*WHAT YOU WILL DO*:
1) Answer these from the text on the opioid epidemic:
(a) How many people does it say are dying every week?
(b) What does the abbreviation CARA stand for?
(c) Which group called on all members of the U.S. House and Senate to fully fund CARA?
2) Return the part of the text on the opioid epidemic that starts at the words "If there is" and ends after "a weak constitution.".

*EXCERPTED PASSAGE*:
If there is a perfect solution to be found regarding ending the American opioid epidemic, it has yet to show itself. The American public has been made fully aware of the situation, with hundreds of people dying every week; they also know that we cannot arrest our way out of the problem, as lawmakers have attempted to accomplish in similar situations of the past. It is understanding this, that should lead to the eventual end of stigma and discrimination that has long been associated with any form of mental illness, and especially addiction which many believe is the result of a lack of moral fiber or a weak constitution.
Lawmakers have hopped on the band wagon as well, with many politicians who historically would never have lifted a finger to help someone with a substance use disorder, now working on bipartisan bills to address the deadly epidemic. However, while legislation like the Comprehensive Addiction and Recovery Act (CARA) was designed to address the many aspects of the epidemic, there are serious concerns that have been raised by critics of the bill regarding a shortage of funding to pay for the various programs called for by the legislation.
As we mentioned earlier this week, the American Academy of Family Physicians (AAFP), called upon all members of the U.S. House and Senate to fully fund CARA. This funding is desperately needed to ensure that everyone with an opioid use disorder can access and receive treatment in a timely manner. We will just have to wait to see if our elected officials will heed the call.

*SUPPLIED INFORMATION*:
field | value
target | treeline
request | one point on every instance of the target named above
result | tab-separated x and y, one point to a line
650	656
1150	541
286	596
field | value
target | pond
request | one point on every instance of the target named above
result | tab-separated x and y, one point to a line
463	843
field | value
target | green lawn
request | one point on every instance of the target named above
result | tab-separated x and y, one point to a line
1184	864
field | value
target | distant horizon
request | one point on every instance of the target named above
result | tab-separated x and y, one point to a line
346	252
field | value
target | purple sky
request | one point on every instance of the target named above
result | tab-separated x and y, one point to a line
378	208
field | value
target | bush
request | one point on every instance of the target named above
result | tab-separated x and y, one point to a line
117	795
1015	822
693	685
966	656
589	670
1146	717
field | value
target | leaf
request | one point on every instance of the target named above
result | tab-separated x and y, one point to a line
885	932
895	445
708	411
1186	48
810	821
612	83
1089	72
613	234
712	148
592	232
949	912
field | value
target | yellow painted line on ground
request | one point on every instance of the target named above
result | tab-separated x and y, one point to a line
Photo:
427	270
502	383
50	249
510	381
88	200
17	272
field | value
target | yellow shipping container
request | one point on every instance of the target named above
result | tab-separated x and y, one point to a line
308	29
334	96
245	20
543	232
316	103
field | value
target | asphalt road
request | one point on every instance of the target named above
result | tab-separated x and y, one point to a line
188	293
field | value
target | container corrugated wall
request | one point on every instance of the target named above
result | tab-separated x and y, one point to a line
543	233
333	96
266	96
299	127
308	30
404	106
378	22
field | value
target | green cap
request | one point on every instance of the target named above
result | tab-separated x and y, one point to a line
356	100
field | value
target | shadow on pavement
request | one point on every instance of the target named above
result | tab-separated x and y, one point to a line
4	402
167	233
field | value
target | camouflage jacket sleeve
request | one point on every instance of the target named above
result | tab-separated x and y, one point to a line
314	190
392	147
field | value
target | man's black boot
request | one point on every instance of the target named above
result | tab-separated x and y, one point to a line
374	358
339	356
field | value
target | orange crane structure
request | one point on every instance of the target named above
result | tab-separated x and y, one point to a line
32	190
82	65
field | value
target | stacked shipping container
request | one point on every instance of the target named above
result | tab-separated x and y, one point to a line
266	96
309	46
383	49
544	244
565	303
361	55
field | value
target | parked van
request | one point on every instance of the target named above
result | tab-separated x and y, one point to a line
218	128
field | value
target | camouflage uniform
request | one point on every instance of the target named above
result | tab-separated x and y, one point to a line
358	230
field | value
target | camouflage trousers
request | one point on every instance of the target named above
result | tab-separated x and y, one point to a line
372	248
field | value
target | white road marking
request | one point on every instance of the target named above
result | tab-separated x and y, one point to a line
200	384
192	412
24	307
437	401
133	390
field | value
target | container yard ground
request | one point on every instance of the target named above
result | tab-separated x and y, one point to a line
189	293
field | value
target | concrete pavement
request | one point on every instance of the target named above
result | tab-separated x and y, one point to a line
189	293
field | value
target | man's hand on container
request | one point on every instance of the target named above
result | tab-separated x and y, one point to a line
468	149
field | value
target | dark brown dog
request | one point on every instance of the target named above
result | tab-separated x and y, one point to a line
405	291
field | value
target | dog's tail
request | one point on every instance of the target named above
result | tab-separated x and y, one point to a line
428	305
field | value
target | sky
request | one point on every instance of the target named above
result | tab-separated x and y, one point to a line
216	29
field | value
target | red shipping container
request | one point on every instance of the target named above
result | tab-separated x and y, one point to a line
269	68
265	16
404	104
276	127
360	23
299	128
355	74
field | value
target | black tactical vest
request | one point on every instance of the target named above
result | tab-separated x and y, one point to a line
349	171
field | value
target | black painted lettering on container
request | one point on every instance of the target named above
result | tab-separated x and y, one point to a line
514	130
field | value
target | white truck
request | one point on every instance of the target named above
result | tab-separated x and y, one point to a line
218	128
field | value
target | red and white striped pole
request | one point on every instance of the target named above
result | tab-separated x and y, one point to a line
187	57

*ANSWERS BELOW*:
1)
(a) Hundreds
(b) Comprehensive Addiction and Recovery Act
(c) The American Academy of Family Physicians (AAFP)

2)
If there is a perfect solution to be found regarding ending the American opioid epidemic, it has yet to show itself. The American public has been made fully aware of the situation, with hundreds of people dying every week; they also know that we cannot arrest our way out of the problem, as lawmakers have attempted to accomplish in similar situations of the past. It is understanding this, that should lead to the eventual end of stigma and discrimination that has long been associated with any form of mental illness, and especially addiction which many believe is the result of a lack of moral fiber or a weak constitution.